__Required work__.
[a] According to the Jodo Shinshu passage, in what village was Shinran Shonin born?
[b] Using the Jodo Shinshu passage, explain why 1224 is accepted as the founding date of the denomination.
[c] Repeat the part of the Jodo Shinshu passage starting with "The accepted date" and going on through "outskirts of Kyoto.".

-- BEGIN Given passage --

Ordinary Struggles courtesy of Tricycle Magazine where it first appeared in Volume 15, Number 4, is an interview of Rev. Koshin Ogui, former Socho (Bishop) of the Buddhist Churches of America, by Tricycle contributing editor Clark Strand on the topic of practice in the Pure Land Buddhist tradition.
What follows is the text of an essay entitled “A Brief Introduction to Jodo Shinshu” by Kenryu T. Tsuji.
Jodo Shin Shu literally meaning “True Pure Land Religion” was founded by Shinran Shonin. In America, it is often called Shin Buddhism.
The accepted date of the founding of this denomination is 1224, when the first draft of Shinran’s most important book “Teaching, Practice, Faith, and Attainment” (Kyo Gyo Shin Sho) was completed.
Shinran Shonin was born on May 21, 1173 (First day of the fourth month, and third year of Shoan) in the village of Hino on the outskirts of Kyoto.
When he was four years old he lost his father and later at the age of nine he lost his mother. Thus, orphaned at an early age he entered the priesthood on Mount Hiei, which was then the center of Buddhist learning.

-- END Given passage --
-- BEGIN Recorded data --

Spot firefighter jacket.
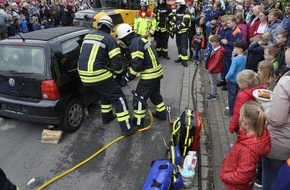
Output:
[78,30,123,85]
[154,4,174,32]
[134,9,156,36]
[175,10,191,34]
[126,36,163,81]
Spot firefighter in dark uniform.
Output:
[154,0,174,59]
[78,15,138,135]
[174,0,191,67]
[116,23,166,128]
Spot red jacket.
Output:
[229,85,263,133]
[248,19,260,41]
[206,46,226,74]
[220,129,271,190]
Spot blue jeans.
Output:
[262,157,286,190]
[228,82,240,115]
[221,55,232,81]
[209,73,218,96]
[193,49,201,62]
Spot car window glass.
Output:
[0,45,45,74]
[53,36,84,87]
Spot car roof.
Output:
[9,27,88,41]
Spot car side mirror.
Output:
[54,51,62,59]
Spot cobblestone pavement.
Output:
[180,62,259,190]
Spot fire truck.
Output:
[74,0,157,28]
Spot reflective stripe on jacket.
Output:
[78,30,123,84]
[134,10,156,36]
[129,37,163,80]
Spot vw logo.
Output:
[8,78,15,86]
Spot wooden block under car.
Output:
[41,129,62,144]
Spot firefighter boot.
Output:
[153,111,166,121]
[102,113,116,124]
[182,61,188,67]
[174,58,182,63]
[163,53,170,60]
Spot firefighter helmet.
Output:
[116,23,134,39]
[140,0,149,7]
[176,0,185,5]
[98,15,114,30]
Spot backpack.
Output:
[0,13,7,33]
[170,108,201,158]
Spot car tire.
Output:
[0,116,11,119]
[60,98,84,132]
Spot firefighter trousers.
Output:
[176,32,188,61]
[91,77,131,132]
[133,80,166,128]
[154,31,169,56]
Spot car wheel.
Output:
[0,116,11,119]
[61,99,84,132]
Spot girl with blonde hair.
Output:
[229,69,262,133]
[220,101,271,190]
[258,60,276,91]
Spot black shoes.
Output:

-- END Recorded data --

__Solutions to the tasks__.
[a] He was born in the village of Hino, on the outskirts of Kyoto.

[b] 1224 is the accepted founding date because that year Shinran completed the first draft of his most important book, "Teaching, Practice, Faith, and Attainment" (Kyo Gyo Shin Sho).

[c]
The accepted date of the founding of this denomination is 1224, when the first draft of Shinran’s most important book “Teaching, Practice, Faith, and Attainment” (Kyo Gyo Shin Sho) was completed.
Shinran Shonin was born on May 21, 1173 (First day of the fourth month, and third year of Shoan) in the village of Hino on the outskirts of Kyoto.